YOUR OBJECTIVE:
Please set out every line of the rows below as a JSON list of strings, one string per line, with blank lines dropped and the pictures left out.
>> begin
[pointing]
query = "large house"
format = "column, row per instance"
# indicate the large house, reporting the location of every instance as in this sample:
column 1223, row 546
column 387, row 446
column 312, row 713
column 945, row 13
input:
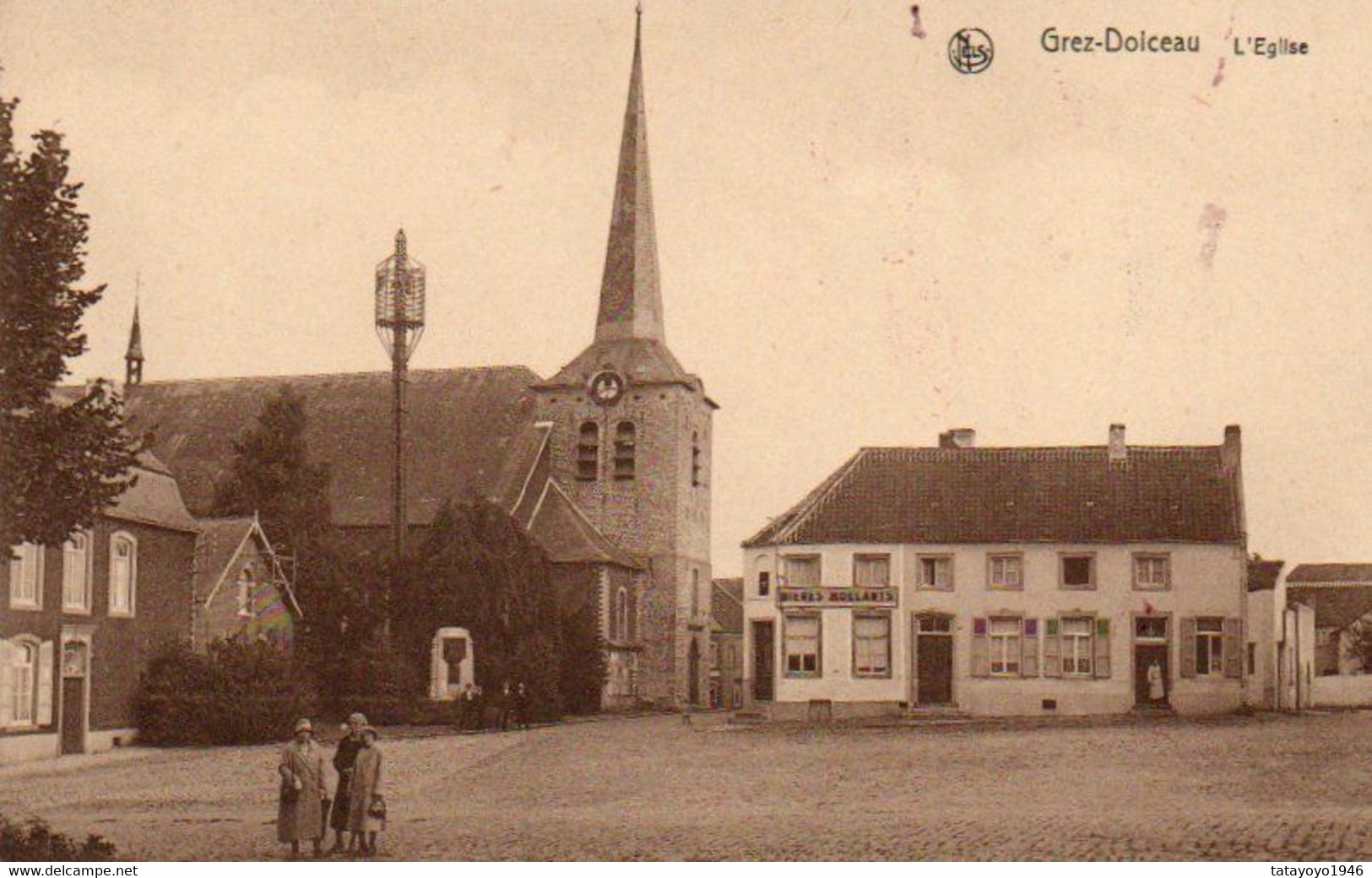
>> end
ANSWER TO THIS TASK:
[
  "[pointing]",
  "query = \"large house\"",
  "format = \"column, row per instance\"",
  "# indicate the large house, reporting the location of every instance as in this sample:",
  "column 1223, row 546",
  "column 387, row 446",
  "column 312, row 713",
  "column 945, row 13",
  "input:"
]